## Work required
Please rewrite the lines below, from the line containing "molding in the photograph above." through the last line inclusive, changing "decorative wall molding" to "ornamental wall trim" and leaving everything else the same.
+ + + + +
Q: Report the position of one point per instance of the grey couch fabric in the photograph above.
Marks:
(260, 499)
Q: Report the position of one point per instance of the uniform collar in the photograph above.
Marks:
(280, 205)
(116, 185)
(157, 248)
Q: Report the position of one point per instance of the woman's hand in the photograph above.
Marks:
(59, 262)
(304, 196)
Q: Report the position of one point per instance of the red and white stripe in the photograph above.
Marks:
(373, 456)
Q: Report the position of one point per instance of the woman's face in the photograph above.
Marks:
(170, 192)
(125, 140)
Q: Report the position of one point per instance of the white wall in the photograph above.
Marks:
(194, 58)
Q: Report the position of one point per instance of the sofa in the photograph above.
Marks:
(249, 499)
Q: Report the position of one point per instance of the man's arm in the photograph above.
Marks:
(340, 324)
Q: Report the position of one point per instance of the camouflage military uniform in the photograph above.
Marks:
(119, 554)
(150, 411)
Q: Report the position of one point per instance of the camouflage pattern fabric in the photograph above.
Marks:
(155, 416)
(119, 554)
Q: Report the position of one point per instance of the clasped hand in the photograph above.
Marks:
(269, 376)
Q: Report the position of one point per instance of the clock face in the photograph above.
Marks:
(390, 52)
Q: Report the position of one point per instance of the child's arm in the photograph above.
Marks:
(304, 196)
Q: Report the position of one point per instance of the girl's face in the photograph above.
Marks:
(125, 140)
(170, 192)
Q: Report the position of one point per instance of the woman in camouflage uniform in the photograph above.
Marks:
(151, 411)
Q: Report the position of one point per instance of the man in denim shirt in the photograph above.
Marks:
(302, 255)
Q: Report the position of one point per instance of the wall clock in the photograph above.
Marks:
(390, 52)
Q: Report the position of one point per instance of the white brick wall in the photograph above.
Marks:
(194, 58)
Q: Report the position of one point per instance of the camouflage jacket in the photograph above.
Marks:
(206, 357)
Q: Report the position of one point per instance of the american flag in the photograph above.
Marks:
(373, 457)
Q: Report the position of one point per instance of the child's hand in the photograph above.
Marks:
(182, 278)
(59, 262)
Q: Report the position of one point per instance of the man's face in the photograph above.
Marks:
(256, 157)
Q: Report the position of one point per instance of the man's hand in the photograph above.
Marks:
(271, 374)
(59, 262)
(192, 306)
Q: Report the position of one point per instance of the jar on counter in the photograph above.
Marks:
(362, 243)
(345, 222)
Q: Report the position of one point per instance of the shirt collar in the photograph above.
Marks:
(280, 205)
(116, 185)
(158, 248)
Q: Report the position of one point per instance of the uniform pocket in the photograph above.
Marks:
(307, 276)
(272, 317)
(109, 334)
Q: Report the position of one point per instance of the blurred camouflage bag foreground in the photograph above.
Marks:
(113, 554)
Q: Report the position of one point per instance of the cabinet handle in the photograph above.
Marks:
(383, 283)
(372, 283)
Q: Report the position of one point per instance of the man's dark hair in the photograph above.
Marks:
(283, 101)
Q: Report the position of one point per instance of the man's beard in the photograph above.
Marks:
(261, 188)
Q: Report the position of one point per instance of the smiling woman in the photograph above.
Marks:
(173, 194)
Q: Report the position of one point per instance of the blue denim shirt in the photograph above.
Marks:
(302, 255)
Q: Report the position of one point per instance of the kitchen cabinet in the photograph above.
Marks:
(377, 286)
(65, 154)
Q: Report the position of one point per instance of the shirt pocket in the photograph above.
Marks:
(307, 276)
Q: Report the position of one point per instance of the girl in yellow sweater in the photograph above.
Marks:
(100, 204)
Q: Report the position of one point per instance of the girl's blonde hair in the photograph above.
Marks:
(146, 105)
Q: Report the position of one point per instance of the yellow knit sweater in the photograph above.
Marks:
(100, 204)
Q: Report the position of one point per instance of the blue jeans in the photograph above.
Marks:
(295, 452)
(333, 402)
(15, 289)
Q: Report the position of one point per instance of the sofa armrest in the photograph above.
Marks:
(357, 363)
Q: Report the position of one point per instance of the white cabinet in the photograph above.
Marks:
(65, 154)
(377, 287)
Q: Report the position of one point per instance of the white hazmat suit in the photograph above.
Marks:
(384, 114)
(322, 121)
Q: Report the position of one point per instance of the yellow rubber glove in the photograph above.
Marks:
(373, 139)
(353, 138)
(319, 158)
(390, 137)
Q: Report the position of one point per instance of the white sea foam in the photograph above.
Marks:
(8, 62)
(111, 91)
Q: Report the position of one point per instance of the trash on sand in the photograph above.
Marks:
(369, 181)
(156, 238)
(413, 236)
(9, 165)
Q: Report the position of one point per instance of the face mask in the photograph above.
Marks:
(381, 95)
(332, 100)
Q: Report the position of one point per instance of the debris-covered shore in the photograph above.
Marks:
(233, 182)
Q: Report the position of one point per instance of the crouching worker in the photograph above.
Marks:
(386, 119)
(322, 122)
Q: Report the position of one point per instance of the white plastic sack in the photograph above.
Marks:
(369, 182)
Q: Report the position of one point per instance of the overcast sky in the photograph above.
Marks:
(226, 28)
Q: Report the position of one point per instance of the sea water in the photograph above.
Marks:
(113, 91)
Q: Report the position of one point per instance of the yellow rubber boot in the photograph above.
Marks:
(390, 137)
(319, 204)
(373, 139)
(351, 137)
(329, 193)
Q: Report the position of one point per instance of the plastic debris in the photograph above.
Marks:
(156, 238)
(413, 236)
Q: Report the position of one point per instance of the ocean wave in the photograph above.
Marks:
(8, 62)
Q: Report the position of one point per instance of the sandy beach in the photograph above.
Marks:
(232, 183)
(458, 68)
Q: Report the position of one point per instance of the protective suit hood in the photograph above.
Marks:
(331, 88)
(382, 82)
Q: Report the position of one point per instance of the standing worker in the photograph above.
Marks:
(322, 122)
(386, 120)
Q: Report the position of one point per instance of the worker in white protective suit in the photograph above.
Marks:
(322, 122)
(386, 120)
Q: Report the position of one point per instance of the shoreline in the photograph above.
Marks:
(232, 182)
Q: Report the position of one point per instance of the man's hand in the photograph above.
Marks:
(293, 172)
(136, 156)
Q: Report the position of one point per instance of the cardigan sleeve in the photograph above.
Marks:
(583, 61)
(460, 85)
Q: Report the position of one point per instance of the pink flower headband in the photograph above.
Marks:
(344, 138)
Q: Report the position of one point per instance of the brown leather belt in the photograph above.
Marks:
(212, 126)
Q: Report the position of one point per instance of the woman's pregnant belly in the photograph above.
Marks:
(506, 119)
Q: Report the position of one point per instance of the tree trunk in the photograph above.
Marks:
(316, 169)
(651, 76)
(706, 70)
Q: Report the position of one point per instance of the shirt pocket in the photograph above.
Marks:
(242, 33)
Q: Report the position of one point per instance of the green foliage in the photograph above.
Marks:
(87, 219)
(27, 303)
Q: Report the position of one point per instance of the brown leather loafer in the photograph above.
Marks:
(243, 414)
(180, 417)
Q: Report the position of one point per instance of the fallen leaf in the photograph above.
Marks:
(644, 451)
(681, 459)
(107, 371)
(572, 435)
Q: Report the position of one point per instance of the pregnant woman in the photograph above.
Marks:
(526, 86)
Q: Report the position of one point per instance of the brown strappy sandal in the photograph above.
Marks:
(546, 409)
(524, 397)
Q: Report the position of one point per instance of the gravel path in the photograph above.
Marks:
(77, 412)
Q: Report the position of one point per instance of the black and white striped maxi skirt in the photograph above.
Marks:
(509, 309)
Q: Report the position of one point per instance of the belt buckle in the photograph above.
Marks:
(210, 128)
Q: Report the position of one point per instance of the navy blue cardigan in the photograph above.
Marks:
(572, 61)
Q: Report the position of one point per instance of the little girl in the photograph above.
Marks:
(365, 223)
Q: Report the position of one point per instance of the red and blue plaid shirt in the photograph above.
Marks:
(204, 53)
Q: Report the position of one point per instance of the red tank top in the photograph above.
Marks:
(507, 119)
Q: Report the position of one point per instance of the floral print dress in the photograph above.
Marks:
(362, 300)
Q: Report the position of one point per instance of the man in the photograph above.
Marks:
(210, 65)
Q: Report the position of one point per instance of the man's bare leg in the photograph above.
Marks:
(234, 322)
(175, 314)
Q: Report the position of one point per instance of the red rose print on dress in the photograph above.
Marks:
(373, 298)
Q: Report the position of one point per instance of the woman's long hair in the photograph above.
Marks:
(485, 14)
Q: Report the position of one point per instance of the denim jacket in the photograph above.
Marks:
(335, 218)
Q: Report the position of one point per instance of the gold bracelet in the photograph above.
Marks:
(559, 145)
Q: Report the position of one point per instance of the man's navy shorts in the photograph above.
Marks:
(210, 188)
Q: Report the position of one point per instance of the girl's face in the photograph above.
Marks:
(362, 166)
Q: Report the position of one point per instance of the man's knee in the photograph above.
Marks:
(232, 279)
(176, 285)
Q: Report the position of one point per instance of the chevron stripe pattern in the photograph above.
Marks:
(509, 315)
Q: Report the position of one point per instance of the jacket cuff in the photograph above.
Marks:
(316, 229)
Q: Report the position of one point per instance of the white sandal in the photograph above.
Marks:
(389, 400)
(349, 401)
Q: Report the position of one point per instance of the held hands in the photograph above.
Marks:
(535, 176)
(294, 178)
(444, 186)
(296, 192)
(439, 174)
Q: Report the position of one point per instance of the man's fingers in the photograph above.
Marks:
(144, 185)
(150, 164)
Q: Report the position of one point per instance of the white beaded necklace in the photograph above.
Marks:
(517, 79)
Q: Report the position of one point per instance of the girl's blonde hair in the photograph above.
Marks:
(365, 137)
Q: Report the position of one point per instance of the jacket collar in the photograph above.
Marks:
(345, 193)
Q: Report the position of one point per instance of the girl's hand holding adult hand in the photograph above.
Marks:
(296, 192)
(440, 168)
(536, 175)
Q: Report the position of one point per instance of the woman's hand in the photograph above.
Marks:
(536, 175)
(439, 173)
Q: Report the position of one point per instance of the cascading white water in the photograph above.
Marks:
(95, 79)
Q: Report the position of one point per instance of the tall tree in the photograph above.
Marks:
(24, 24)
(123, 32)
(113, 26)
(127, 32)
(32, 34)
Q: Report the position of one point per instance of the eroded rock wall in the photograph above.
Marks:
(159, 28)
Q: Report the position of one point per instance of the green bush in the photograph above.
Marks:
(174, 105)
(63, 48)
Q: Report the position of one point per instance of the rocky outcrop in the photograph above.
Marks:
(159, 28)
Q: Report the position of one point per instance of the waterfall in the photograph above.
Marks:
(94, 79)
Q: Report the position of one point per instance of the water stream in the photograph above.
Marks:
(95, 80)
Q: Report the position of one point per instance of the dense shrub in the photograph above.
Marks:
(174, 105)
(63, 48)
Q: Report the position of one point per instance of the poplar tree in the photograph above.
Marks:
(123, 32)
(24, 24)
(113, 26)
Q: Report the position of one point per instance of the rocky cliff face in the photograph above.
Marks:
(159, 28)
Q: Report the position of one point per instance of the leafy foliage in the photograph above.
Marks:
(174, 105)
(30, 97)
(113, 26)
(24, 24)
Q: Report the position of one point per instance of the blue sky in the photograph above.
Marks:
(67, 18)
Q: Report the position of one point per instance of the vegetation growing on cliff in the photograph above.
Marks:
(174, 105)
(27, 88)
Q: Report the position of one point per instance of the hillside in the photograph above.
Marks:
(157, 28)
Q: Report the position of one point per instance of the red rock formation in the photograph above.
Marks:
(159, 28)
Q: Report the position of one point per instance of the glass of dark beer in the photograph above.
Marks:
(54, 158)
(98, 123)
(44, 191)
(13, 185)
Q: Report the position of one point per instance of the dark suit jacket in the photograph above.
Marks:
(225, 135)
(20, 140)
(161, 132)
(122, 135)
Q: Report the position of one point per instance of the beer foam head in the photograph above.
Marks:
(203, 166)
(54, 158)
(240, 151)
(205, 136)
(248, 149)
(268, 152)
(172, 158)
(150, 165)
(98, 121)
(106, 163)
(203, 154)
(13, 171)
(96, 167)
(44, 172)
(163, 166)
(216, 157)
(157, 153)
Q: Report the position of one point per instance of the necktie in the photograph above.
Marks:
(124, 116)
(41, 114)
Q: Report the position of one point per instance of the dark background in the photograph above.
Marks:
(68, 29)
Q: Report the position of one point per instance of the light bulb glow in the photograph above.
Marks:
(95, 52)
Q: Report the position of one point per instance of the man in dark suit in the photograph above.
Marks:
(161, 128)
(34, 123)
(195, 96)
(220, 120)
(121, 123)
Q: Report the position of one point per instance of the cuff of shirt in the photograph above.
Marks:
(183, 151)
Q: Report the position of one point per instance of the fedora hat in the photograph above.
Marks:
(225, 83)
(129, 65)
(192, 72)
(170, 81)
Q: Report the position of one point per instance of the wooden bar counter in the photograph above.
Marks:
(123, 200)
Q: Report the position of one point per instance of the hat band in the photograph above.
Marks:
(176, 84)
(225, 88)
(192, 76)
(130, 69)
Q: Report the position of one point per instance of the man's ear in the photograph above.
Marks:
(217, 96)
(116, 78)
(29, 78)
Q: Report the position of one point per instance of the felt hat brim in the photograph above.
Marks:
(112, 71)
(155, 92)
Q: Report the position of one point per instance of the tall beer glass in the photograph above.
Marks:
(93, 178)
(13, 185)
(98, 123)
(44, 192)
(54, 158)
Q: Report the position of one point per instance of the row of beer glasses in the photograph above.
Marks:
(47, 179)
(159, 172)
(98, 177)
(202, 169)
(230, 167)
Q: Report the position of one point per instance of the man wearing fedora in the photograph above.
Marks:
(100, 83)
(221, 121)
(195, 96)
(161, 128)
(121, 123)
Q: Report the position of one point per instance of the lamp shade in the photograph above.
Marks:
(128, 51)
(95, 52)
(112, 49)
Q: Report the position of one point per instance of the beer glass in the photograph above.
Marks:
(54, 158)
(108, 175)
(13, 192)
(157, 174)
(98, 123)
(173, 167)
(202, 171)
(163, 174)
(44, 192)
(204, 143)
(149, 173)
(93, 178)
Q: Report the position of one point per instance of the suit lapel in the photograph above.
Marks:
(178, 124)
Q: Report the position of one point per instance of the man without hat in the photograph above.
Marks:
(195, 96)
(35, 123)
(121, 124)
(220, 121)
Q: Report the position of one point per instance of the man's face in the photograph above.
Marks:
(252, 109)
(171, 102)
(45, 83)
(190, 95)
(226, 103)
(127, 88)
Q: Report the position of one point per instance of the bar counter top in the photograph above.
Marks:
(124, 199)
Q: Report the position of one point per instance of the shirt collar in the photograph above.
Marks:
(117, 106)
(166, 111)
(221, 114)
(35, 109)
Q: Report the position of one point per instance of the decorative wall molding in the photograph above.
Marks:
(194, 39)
+ + + + +
## Right answer
Q: Report the position of one point per instance of the ornamental wall trim in the photograph above.
Marks:
(194, 39)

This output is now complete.